__Input rows__:
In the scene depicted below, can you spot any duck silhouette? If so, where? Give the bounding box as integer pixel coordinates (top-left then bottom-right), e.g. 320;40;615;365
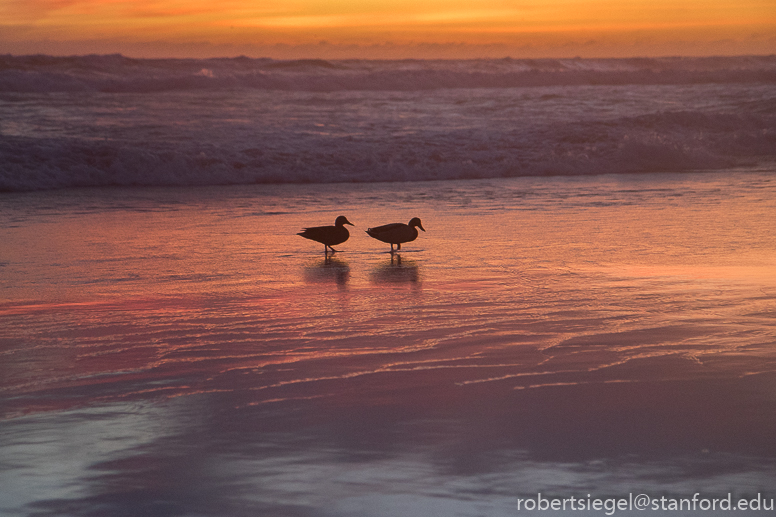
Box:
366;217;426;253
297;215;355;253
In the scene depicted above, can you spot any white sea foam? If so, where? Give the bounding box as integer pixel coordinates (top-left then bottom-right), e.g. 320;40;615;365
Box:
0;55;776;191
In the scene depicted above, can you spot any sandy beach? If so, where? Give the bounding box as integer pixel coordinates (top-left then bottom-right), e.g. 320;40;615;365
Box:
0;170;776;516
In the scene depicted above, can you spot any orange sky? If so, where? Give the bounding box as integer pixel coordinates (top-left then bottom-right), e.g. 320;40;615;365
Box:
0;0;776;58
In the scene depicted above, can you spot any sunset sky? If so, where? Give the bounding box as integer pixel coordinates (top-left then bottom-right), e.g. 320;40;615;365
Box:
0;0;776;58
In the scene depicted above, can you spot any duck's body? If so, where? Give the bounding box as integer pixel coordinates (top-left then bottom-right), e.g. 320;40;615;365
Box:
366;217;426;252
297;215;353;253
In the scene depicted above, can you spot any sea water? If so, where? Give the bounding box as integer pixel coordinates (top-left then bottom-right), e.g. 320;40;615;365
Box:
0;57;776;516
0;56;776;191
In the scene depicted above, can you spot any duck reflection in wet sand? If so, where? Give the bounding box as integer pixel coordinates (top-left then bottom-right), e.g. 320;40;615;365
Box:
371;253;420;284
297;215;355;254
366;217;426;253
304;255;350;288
--
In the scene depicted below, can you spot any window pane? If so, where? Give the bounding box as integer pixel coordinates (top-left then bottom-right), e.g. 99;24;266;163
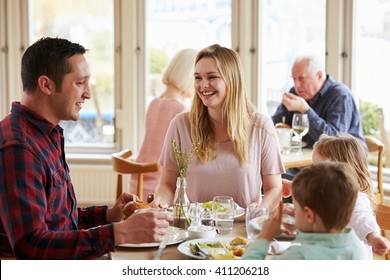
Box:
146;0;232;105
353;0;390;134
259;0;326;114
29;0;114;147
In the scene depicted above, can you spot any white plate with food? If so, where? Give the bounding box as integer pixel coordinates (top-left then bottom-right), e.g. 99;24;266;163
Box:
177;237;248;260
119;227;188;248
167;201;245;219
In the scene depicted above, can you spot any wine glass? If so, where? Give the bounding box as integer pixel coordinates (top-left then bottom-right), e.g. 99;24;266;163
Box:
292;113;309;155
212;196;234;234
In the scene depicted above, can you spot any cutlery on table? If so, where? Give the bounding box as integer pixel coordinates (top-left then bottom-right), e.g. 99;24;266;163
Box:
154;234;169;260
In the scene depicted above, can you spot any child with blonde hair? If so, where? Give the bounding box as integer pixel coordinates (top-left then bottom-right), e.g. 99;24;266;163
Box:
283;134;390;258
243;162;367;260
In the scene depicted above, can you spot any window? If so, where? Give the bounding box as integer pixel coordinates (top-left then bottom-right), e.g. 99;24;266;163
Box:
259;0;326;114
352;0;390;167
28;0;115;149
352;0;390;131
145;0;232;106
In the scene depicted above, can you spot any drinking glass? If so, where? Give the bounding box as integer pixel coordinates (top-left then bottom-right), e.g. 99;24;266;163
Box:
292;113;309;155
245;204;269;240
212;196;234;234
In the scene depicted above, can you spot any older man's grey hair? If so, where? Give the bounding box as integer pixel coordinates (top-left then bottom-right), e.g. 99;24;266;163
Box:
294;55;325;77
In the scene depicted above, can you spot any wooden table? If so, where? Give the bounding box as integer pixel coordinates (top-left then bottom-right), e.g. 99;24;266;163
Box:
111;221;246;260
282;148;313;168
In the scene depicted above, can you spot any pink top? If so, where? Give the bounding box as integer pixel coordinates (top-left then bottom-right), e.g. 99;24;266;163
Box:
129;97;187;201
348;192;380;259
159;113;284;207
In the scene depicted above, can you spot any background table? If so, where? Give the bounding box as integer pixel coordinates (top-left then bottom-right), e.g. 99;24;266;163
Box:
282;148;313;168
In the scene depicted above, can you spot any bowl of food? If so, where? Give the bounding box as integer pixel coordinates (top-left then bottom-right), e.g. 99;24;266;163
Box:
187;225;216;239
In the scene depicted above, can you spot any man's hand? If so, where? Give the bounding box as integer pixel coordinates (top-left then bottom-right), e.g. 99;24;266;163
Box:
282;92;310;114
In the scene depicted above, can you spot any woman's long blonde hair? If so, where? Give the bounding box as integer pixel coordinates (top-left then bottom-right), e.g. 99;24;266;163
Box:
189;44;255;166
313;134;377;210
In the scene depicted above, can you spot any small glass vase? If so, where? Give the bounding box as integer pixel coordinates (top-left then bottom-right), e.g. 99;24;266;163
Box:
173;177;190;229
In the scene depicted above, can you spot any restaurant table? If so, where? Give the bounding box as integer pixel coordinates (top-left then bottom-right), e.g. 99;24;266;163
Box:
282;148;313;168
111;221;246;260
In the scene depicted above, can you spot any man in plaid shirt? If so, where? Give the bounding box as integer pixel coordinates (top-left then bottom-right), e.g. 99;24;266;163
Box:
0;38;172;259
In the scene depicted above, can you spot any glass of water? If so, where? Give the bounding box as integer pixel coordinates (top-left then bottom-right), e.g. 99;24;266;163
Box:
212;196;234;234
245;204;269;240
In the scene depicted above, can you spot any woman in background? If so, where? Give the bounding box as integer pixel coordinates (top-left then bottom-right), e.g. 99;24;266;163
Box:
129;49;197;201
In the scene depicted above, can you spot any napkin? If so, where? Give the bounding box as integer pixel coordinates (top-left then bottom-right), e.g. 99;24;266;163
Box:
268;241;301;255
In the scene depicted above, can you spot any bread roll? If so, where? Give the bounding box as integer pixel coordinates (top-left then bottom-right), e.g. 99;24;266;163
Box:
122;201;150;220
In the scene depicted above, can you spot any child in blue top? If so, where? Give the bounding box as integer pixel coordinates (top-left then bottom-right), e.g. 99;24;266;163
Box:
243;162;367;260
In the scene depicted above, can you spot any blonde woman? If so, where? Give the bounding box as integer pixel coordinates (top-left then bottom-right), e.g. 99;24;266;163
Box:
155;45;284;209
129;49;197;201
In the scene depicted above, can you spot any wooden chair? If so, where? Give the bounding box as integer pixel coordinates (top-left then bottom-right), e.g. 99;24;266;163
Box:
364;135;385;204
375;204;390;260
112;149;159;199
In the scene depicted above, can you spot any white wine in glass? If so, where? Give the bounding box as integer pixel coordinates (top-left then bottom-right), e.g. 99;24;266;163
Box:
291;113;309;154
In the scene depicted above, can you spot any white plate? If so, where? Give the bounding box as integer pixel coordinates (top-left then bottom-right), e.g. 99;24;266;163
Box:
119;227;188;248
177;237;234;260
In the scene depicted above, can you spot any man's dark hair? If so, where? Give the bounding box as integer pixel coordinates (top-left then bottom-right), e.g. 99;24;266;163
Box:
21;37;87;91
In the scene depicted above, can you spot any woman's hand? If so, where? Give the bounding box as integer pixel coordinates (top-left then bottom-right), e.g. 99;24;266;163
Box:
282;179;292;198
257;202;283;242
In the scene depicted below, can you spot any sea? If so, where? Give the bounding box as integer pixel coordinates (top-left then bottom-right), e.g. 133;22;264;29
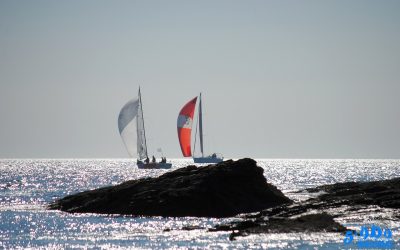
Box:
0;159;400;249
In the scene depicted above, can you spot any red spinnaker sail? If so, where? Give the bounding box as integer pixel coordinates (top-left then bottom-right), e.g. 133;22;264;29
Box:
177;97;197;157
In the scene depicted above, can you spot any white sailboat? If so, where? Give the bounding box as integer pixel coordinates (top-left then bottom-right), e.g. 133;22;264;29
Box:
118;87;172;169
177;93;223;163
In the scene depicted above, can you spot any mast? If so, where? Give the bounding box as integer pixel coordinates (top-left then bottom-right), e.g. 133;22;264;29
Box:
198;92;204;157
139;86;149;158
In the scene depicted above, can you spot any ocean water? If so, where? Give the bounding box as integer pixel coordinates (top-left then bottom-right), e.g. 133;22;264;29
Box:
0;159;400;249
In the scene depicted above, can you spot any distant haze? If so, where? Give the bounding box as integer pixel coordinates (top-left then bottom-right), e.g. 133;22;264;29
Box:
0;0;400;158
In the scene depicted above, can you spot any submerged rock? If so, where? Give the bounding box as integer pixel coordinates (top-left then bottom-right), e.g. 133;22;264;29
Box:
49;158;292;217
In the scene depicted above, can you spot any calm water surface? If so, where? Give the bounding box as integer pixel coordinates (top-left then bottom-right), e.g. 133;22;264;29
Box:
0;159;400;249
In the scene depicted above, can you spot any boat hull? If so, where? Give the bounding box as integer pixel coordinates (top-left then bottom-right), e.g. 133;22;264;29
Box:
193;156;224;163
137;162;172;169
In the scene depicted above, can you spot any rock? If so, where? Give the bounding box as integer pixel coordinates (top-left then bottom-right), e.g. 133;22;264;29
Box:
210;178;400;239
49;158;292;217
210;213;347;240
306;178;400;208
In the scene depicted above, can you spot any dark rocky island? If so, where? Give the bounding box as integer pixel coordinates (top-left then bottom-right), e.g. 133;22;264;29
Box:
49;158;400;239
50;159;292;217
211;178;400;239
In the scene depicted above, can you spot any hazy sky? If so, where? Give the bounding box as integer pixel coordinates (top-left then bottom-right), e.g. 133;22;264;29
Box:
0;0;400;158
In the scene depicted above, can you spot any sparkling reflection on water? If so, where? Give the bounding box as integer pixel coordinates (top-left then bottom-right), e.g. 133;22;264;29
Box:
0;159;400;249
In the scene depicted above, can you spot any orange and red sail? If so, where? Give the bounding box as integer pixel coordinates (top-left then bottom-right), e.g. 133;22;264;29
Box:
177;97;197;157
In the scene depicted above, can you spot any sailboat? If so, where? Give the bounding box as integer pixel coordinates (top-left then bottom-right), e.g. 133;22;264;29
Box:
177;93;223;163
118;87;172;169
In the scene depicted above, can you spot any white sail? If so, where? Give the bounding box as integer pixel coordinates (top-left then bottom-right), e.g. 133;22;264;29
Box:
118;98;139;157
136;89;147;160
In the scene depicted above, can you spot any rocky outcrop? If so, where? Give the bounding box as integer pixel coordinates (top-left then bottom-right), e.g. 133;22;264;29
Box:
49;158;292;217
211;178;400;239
--
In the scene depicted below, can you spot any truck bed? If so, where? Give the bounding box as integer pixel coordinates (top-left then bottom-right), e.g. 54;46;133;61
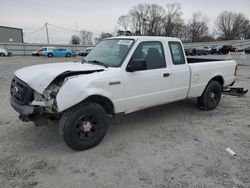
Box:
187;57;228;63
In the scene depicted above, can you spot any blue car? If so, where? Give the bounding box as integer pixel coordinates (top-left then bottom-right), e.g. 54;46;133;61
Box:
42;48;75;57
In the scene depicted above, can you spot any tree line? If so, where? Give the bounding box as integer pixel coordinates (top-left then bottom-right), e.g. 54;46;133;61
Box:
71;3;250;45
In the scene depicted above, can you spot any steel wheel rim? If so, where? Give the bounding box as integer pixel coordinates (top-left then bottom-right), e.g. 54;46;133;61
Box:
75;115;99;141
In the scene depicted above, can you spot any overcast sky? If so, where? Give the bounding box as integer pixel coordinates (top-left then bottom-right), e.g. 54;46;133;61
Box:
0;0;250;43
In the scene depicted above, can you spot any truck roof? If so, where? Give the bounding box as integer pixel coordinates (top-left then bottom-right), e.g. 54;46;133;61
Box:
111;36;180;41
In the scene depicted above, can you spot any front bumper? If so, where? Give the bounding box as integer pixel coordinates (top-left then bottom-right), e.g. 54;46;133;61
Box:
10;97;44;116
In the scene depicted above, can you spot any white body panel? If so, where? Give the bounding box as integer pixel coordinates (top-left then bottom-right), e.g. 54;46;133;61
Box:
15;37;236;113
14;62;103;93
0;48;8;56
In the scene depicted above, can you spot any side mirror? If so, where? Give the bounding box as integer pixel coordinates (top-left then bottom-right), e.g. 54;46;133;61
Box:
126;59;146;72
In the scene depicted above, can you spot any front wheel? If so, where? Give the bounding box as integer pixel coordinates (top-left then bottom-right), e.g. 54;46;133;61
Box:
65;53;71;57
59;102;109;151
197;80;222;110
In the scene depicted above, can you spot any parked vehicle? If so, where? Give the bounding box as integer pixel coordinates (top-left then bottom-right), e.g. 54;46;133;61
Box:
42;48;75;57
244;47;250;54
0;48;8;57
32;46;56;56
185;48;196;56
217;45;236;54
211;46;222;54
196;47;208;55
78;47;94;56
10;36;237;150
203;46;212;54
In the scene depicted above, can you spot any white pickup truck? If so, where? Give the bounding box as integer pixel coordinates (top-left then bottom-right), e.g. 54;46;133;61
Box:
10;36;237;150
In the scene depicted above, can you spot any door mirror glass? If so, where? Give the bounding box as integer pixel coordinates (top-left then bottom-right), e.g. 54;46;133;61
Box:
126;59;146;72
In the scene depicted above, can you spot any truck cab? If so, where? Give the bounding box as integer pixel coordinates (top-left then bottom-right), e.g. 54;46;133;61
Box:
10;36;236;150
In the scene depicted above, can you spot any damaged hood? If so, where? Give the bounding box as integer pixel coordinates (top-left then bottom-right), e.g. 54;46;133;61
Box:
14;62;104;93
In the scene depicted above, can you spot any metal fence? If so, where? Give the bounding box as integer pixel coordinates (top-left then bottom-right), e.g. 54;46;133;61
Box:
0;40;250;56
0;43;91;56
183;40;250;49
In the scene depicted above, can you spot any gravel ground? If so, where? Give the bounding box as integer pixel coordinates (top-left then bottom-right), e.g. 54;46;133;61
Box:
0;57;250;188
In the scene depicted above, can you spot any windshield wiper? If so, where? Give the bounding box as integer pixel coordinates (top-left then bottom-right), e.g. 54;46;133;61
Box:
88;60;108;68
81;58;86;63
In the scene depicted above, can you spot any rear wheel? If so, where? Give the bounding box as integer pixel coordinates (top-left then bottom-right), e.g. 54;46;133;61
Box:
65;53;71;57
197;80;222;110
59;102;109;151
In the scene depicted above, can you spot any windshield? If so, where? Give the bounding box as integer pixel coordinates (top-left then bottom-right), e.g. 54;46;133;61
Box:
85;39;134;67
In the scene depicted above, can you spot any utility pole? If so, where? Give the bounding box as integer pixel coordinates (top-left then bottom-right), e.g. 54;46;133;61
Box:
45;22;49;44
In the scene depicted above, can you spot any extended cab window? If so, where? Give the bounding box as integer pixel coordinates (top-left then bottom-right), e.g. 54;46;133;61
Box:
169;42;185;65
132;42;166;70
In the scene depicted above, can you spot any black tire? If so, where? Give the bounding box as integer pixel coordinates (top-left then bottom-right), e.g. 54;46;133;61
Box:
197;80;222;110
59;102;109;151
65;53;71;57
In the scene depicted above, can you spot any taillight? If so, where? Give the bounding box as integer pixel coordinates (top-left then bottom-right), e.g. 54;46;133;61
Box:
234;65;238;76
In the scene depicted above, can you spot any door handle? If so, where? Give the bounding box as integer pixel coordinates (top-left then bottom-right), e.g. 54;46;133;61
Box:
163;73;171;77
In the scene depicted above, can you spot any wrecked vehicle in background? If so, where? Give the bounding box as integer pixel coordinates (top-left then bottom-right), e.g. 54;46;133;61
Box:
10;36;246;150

__Work instructions__: Present the records from the line containing "In the scene depicted above, can you spot any damaged" through the line containing "85;39;134;67", both included, as a numbered list with blank lines omitted.

__Written answer__:
1. In the scene depicted above, can you spot any damaged hood? If so, where? Give the bounding box as integer pixel coordinates (top-left then bottom-right), e.g. 54;46;133;61
2. Box:
3. 14;62;104;93
4. In the scene depicted above, can you spot any metal fence? If so, where? Give the bounding box as integer pixel coordinates (top-left then bottom-right), e.g. 54;46;133;61
5. Box:
6. 0;40;250;56
7. 0;43;91;56
8. 183;40;250;49
9. In the scene depicted above, can you spot any gravel ground? If so, where? Give the bounding box as integer pixel coordinates (top-left then bottom-right), e.g. 54;46;133;61
10. Box:
11. 0;57;250;188
12. In the scene depicted above, can you spot any windshield wiper? If so, where? Give the bounding box as integer pixel coordinates (top-left then bottom-right), e.g. 54;46;133;61
13. Box:
14. 88;60;108;68
15. 81;58;86;63
16. In the scene depicted above, can you spot any rear wheel? If so, where? Give the bounding box as integer pixel coordinates (top-left then bottom-right), e.g. 54;46;133;61
17. Box:
18. 65;53;71;57
19. 197;80;222;110
20. 59;102;109;151
21. In the scene depicted above, can you spot any windshield? If so, where? Give the bounding box as integer pixel coordinates (top-left then bottom-right), e.g. 54;46;133;61
22. Box:
23. 85;39;134;67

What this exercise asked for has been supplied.